EXTRACTED INFORMATION:

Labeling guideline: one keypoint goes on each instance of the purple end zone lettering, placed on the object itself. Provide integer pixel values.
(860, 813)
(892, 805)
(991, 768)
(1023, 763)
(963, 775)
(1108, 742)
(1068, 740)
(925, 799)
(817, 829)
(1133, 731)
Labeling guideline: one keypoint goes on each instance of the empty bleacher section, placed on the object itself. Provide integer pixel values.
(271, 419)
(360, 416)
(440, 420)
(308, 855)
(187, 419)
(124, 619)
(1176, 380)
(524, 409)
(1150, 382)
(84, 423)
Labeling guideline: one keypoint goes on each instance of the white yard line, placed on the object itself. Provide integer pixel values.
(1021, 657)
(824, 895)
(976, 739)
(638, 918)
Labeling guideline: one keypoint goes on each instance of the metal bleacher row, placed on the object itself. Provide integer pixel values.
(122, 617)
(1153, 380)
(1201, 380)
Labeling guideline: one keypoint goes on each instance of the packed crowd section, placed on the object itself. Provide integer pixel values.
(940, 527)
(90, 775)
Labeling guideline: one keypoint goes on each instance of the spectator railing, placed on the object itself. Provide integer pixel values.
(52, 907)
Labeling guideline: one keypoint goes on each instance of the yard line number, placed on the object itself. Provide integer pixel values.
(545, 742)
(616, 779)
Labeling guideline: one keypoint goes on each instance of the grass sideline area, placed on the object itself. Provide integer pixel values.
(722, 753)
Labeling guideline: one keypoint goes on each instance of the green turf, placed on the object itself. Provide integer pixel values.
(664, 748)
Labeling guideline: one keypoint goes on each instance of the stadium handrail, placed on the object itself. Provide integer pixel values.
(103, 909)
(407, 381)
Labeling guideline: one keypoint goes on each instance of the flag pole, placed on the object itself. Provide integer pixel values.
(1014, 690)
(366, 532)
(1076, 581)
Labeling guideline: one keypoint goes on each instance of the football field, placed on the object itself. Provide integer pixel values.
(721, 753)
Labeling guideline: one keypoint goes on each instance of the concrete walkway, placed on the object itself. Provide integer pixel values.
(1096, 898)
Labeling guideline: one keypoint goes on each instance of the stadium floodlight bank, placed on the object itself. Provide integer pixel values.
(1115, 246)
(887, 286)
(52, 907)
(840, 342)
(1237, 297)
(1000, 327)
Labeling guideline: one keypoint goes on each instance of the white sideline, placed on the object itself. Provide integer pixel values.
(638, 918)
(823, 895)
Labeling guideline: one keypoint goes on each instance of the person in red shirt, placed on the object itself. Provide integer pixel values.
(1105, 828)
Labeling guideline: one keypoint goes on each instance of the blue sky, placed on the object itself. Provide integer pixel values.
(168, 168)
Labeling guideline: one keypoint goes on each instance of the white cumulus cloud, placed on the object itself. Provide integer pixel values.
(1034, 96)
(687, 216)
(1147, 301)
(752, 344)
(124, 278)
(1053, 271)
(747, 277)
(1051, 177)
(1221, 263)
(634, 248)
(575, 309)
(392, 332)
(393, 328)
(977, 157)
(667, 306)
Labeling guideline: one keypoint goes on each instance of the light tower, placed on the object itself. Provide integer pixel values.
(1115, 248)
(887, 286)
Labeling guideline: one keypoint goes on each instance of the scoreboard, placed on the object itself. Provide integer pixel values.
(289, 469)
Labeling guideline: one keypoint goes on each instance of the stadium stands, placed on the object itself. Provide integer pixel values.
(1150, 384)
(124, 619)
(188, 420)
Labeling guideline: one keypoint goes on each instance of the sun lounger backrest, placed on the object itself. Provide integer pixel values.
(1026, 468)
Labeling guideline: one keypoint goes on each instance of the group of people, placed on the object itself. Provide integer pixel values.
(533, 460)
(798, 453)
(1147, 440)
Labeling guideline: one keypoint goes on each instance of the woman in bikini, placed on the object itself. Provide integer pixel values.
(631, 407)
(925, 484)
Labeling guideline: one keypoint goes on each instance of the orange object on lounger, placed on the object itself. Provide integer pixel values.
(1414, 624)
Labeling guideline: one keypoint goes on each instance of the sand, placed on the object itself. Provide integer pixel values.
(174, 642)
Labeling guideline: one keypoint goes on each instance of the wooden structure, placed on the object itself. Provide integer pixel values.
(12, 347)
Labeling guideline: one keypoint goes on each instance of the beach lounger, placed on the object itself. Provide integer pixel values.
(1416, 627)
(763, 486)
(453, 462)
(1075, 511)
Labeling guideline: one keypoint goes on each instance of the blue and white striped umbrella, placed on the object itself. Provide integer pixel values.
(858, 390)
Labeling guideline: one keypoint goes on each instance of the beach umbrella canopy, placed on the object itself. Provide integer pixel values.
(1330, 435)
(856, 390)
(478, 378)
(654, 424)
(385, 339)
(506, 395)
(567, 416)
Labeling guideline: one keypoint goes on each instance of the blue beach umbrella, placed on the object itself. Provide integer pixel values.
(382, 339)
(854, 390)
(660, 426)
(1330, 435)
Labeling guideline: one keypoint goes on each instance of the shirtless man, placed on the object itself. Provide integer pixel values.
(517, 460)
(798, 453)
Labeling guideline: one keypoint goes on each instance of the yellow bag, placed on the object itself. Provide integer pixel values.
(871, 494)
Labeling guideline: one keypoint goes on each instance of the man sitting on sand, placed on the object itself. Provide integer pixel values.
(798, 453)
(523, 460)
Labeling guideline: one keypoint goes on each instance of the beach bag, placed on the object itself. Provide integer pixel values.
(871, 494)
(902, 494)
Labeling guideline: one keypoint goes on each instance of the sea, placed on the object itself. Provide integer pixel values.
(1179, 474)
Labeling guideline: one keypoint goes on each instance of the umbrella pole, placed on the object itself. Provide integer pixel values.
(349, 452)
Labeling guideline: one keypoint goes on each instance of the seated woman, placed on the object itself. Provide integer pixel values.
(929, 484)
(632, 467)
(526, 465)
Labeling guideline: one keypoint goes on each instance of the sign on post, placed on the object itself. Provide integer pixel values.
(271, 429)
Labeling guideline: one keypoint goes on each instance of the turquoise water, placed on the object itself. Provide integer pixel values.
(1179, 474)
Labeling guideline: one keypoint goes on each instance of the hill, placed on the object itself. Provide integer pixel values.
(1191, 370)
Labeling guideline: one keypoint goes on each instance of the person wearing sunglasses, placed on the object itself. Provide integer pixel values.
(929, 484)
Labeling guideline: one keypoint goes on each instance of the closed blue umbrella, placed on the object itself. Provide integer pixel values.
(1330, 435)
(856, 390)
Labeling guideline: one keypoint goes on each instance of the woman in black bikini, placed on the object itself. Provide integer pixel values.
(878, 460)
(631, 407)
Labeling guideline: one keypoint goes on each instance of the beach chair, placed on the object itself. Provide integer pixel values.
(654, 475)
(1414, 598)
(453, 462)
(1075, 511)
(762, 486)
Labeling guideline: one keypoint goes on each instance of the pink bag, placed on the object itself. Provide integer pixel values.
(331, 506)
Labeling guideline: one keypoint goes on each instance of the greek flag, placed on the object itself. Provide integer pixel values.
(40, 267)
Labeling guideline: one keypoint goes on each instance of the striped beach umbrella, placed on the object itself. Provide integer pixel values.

EXERCISE PROMPT: Set down all of the records shown above once more, exactly.

OUTPUT FOR THIS EXERCISE:
Labeling guideline: one keypoint goes on each instance of the purple end zone lettering, placed on the object itself. Provide integer pixel values.
(860, 813)
(892, 805)
(991, 768)
(1023, 763)
(963, 775)
(1108, 742)
(1068, 740)
(925, 799)
(817, 829)
(1133, 731)
Labeling guideline: one keypoint goes on each instance of the empty bleacher section, placed on the object itself. Provide integer pixel values.
(271, 419)
(360, 416)
(440, 420)
(308, 855)
(187, 419)
(124, 619)
(1176, 380)
(524, 409)
(1150, 382)
(84, 423)
Labeling guideline: one keypoint goes on each instance of the white yard line, placed on the object itself. Provide integer pixel values.
(1021, 657)
(824, 895)
(976, 739)
(638, 918)
Labeling guideline: one keypoint goes on each instance of the metal bleacher row, placed on the object itself. Provide integer pixel values.
(122, 617)
(1153, 380)
(1201, 380)
Labeling guideline: one keypoint goes on each instance of the packed crowd section, placed on the object itself. Provide integer pixel values.
(940, 527)
(90, 775)
Labeling guideline: one keypoint goes on each instance of the spectator railing, placed on the object itself. Provide integer pixel values.
(52, 907)
Labeling guideline: one keypoint goes on each instance of the yard line number, placed on the object itself. Provide integer pixel values.
(545, 742)
(616, 779)
Labeling guideline: one keypoint goes on each instance of the grass sideline area, placed on the object itself. Provide integer pixel values.
(722, 753)
Labeling guideline: one keypoint goes on each instance of the green turf, placed on the object itself. Provide integer pixel values.
(664, 748)
Labeling guideline: one keypoint goes on each instance of the stadium handrail, placed on the object itself. Provide integer pixel values.
(103, 909)
(407, 381)
Labeling guideline: one keypoint goes on each instance of the flag pole, placed on the object itself. Provide integer pixel values.
(1014, 690)
(366, 532)
(1076, 581)
Labeling guideline: one keypoint goes on each instance of the football field, placed on the object itself. Provide integer pixel values.
(721, 753)
Labeling guideline: one keypoint goes on each instance of the concrete walkway, placed on the object itself. Provide integer pixel values.
(1096, 898)
Labeling guideline: one keypoint goes on each instance of the stadium floodlight bank, placed on the object itself. Provide integer pixel values.
(1115, 246)
(887, 286)
(52, 907)
(840, 342)
(1237, 297)
(1000, 327)
Labeling guideline: one keypoint goes on each instance of the white sideline, placed on the object itself. Provide integer pixel values.
(638, 918)
(823, 895)
Labeling guideline: one keypoint goes on each instance of the person in red shirt, placed on the object itself. Provide integer pixel values.
(1105, 828)
Labeling guideline: one keypoint goes on each instance of the blue sky, placed on the object itself. Provide integer pixel values.
(168, 168)
Labeling guideline: one keypoint goes on each instance of the white cumulus cloud, placed on the object itself. Provide integer pixel values.
(1034, 96)
(687, 216)
(1147, 301)
(752, 344)
(124, 278)
(1053, 271)
(747, 277)
(1051, 177)
(1221, 263)
(634, 248)
(575, 309)
(392, 332)
(393, 328)
(977, 157)
(667, 306)
Labeling guideline: one keypoint goes on each instance of the light tower, placed on the object itself. Provide integer pixel values.
(1115, 248)
(887, 286)
Labeling guideline: one keypoint goes on each instance of the scoreboard, placed on the object itself. Provide integer pixel values.
(289, 469)
Labeling guideline: one keypoint goes on each instance of the stadium stands, placed on the object itself. Provide integer pixel values.
(1150, 384)
(124, 619)
(188, 420)
Labeling guideline: one keypoint goes on each instance of the sun lounger backrest, placed on the object itself. Provide integer pixel values.
(1026, 468)
Labeling guideline: one keypoint goes on each instance of the group of people, placed on the object itself. Provide integer pixel values.
(533, 460)
(798, 453)
(1147, 440)
Labeling guideline: one keypoint goes on each instance of the woman in bikini, placed on the object itself. Provide integer pixel values.
(631, 407)
(925, 484)
Labeling guideline: one keypoint goes on each instance of the orange object on lounger, placed on the object itself. Provide integer pixel values.
(1414, 624)
Labeling guideline: one keypoint goes on each instance of the sand, placed on the object itself. Provide integer pixel values.
(174, 642)
Labeling guideline: one keypoint goes on each instance of the wooden structure, placed on the object itself. Provide integer pixel values.
(12, 347)
Labeling guideline: one keypoint goes on each instance of the beach lounger, placed on the object itself. Provide integer pixel values.
(1416, 627)
(763, 486)
(453, 462)
(1075, 511)
Labeling guideline: one keypoint goes on each instance of the blue and white striped umbrella, placed on the object itself. Provide integer pixel values.
(858, 390)
Labeling guideline: one keypoint goes on each instance of the beach umbrella canopy, placed on the object itself. Provide integer pixel values.
(1330, 435)
(856, 390)
(478, 378)
(654, 424)
(385, 339)
(506, 395)
(567, 416)
Labeling guideline: one keypoint goes on each instance of the blue beach umbrella, placed on the object itself. Provide integer pixel values.
(382, 339)
(854, 390)
(660, 426)
(1330, 435)
Labeling guideline: one keypoint goes on each instance of the shirtless man, placed on the object itself. Provide integer pixel values.
(517, 460)
(798, 453)
Labeling guideline: one keypoint goes on each instance of the yellow bag, placed on the object itself. Provide integer pixel values.
(871, 494)
Labeling guideline: one keypoint goes on each instance of the man sitting on sand, placed on the object itself. Provide integer pixel values.
(798, 453)
(523, 460)
Labeling guideline: one keypoint goes on each instance of the beach bag, placed on the object itself. Provide integer pixel values.
(871, 494)
(902, 494)
Labeling guideline: one keypoint goes on each instance of the sea, placed on the object itself. Provide integer pixel values.
(1179, 474)
Labeling guideline: one keypoint goes on each instance of the umbrella pole, placed on the object itself. Provide integer pixel values.
(349, 452)
Labeling guideline: one keypoint goes on each instance of the seated woman, placed on the object itself. Provide integer pixel values.
(929, 484)
(632, 467)
(526, 465)
Labeling guideline: one keypoint goes on each instance of the sign on post, placed on the object itself. Provide integer pixel values.
(271, 429)
Labeling guideline: one keypoint goes on each instance of the turquoise water, placed on the object itself. Provide integer pixel values.
(1179, 474)
Labeling guideline: one keypoint goes on each instance of the hill, placed on the object itself. Provide integer pixel values.
(1191, 370)
Labeling guideline: one keypoint goes on each instance of the person wearing sunglasses, placed on the object itself. Provide integer pixel values.
(929, 484)
Labeling guideline: one keypoint goes on each instance of the closed blue umbrella, placed on the object itself. Provide integer pixel values.
(1330, 435)
(856, 390)
Labeling guideline: one keypoint goes on each instance of the woman in black bikini, placed on the object itself. Provide integer pixel values.
(878, 460)
(631, 407)
Labeling guideline: one keypoint goes on each instance of the beach chair, placed on the object itself. Provide integer pixel values.
(654, 475)
(1414, 598)
(453, 462)
(1075, 511)
(762, 486)
Labeling guideline: one keypoint goes on each instance of the pink bag, placed on the object itself. Provide integer pixel values.
(331, 506)
Labeling guideline: one keypoint goes on each instance of the greek flag, placed on the object itself. Provide integer pixel values.
(40, 267)
Labeling guideline: one keypoint goes on each instance of the striped beach umbrella, placed on the object itself. Provide integer pixel values.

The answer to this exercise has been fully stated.